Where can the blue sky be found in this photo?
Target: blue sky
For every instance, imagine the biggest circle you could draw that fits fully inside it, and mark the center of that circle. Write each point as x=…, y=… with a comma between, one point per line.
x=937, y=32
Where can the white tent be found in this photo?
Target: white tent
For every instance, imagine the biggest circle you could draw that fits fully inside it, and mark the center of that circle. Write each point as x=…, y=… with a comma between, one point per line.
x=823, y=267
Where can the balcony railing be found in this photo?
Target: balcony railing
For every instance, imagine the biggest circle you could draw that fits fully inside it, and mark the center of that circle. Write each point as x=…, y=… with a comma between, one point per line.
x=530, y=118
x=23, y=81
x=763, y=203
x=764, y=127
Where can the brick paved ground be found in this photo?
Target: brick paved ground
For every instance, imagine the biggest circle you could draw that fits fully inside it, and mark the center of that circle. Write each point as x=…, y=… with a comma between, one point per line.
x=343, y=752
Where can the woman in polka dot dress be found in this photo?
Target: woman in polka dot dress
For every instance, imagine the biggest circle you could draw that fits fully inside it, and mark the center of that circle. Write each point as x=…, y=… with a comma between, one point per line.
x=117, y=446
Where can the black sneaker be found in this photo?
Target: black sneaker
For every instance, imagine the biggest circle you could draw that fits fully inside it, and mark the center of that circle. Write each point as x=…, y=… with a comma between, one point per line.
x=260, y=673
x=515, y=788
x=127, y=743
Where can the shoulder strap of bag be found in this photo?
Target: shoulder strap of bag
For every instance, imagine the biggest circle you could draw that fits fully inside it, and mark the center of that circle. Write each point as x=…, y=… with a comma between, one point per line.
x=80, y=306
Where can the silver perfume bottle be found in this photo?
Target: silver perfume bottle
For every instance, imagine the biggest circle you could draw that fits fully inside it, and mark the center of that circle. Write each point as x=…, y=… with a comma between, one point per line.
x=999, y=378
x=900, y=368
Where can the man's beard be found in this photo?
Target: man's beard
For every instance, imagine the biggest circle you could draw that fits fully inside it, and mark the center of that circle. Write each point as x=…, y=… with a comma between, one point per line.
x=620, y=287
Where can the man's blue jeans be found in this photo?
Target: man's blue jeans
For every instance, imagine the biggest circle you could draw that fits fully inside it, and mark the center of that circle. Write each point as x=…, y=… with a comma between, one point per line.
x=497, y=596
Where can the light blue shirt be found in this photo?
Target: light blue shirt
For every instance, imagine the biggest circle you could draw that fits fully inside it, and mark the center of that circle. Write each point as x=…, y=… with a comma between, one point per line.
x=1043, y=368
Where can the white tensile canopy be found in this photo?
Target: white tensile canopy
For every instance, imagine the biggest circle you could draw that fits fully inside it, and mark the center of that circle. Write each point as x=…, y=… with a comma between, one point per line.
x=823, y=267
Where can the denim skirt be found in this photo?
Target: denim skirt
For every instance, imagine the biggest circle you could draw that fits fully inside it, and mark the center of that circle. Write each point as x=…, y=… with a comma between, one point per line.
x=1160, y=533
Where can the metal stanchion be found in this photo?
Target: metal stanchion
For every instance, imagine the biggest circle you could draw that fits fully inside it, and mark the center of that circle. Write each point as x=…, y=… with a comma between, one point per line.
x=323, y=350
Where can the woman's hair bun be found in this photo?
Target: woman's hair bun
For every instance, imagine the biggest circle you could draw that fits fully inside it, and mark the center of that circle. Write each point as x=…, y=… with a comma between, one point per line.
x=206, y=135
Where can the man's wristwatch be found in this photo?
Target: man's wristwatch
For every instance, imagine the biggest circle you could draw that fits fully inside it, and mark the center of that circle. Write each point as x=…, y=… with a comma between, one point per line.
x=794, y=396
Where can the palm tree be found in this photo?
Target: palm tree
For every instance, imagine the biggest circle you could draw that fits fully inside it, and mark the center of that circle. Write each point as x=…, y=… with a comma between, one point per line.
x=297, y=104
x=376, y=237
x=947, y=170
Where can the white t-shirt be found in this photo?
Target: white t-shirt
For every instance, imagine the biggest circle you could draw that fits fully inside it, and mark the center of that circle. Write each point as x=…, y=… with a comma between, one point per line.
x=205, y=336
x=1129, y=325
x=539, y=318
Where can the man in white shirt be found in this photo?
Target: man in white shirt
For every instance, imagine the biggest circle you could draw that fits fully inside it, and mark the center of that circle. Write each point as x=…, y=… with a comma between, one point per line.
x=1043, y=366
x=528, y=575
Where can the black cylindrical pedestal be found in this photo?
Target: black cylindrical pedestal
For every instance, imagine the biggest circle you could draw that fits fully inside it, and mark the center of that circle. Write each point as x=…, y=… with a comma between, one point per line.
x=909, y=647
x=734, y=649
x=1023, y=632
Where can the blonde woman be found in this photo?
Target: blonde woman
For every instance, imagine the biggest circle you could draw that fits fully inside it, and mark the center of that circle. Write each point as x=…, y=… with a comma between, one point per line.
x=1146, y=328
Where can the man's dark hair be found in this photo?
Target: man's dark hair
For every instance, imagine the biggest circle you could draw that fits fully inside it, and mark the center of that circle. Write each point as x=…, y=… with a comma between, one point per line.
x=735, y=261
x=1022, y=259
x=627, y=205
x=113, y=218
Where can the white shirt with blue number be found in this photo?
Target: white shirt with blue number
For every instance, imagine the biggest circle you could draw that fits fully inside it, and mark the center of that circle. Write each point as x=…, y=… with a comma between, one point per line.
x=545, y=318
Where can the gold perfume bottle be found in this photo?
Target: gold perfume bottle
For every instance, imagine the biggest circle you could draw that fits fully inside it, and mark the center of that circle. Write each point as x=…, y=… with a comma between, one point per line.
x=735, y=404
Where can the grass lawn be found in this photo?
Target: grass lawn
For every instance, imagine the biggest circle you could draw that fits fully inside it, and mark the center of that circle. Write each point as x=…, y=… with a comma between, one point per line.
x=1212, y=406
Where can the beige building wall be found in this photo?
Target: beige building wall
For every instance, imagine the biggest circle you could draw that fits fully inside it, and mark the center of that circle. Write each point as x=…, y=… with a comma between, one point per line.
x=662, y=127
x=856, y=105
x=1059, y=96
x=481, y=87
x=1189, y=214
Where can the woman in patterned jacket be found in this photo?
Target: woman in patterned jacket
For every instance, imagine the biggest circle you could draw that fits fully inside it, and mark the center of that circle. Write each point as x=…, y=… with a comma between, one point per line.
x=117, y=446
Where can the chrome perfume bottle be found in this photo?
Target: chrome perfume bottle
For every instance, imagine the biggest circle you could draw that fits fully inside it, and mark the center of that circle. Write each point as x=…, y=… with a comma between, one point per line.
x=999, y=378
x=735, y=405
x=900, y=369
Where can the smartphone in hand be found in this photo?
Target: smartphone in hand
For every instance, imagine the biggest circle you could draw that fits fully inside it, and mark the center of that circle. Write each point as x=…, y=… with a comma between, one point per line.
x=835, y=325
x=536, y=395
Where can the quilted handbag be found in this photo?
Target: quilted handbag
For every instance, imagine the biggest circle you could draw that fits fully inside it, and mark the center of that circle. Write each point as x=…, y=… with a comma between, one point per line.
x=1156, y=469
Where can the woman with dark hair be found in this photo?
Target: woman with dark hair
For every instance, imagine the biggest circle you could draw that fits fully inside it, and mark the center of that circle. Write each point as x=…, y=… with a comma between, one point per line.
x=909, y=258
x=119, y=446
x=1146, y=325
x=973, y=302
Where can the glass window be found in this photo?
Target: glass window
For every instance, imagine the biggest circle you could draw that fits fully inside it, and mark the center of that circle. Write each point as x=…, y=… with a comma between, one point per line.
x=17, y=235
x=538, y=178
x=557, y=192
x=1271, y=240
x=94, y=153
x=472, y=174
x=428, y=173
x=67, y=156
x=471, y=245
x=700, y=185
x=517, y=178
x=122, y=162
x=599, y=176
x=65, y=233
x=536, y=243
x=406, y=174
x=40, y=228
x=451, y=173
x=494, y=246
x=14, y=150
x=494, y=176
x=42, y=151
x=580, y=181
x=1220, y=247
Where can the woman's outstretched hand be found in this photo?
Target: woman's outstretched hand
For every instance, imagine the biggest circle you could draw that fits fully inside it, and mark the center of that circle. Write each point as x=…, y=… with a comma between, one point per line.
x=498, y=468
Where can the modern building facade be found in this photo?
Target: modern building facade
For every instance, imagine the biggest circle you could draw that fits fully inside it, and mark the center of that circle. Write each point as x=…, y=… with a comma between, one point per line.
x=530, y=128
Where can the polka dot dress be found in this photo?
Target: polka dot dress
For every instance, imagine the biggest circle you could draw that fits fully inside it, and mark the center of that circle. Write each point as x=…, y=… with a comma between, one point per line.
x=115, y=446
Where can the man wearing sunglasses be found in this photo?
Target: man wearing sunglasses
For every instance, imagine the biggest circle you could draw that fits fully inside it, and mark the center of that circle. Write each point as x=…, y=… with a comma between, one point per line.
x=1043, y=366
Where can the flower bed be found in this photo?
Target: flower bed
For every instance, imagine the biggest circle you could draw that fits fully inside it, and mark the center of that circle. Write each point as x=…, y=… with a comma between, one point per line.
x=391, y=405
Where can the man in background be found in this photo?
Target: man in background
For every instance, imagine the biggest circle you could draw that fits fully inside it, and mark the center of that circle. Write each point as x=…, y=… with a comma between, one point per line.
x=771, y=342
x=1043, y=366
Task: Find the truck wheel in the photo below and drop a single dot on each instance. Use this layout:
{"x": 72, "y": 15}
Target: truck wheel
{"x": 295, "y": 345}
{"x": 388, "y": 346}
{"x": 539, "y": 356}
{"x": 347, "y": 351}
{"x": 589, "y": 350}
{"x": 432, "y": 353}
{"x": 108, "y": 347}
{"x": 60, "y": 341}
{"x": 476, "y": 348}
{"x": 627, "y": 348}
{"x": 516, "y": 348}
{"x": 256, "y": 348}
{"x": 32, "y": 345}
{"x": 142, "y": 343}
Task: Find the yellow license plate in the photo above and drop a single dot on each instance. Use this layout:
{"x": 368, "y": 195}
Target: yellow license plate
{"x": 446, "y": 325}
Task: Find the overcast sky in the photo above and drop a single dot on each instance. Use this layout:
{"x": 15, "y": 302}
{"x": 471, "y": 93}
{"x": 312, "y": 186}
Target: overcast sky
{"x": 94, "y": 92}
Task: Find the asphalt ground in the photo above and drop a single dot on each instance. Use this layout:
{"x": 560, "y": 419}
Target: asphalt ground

Instructions for the task: Write out once more the lines above beginning at the line with "Where can the flower"; continue through the final line and stop there.

Worked answer:
Where can the flower bed be found in this photo?
Target: flower bed
For every instance, imagine the biggest circle you could draw that fits fully inside it, and mark the center of that circle. Write each point as x=…, y=… with a comma between, one point per line.
x=391, y=405
Where can the man in background be found in this photo?
Target: man in background
For every instance, imagine the biggest circle you could draw that fits fully inside it, and mark the center of that circle. Write each point as x=…, y=… with a comma between, one point per line.
x=771, y=342
x=1043, y=366
Task: Find the truck wheel in the photo below and drop a single dot on each instance. Use this layout:
{"x": 72, "y": 15}
Target: truck wheel
{"x": 295, "y": 345}
{"x": 388, "y": 346}
{"x": 539, "y": 356}
{"x": 347, "y": 351}
{"x": 589, "y": 350}
{"x": 432, "y": 353}
{"x": 108, "y": 347}
{"x": 60, "y": 341}
{"x": 476, "y": 348}
{"x": 627, "y": 348}
{"x": 516, "y": 348}
{"x": 256, "y": 348}
{"x": 32, "y": 345}
{"x": 142, "y": 343}
Task: Find the yellow license plate in the photo above and drop a single dot on each instance. Use this layout:
{"x": 368, "y": 195}
Target: yellow license plate
{"x": 446, "y": 325}
Task: Find the overcast sky in the photo above and drop a single dot on each instance. Use this layout:
{"x": 15, "y": 302}
{"x": 471, "y": 93}
{"x": 312, "y": 186}
Target: overcast sky
{"x": 94, "y": 92}
Task: Find the asphalt ground in the photo above and drop a single dot on each instance. Use this layout:
{"x": 560, "y": 419}
Target: asphalt ground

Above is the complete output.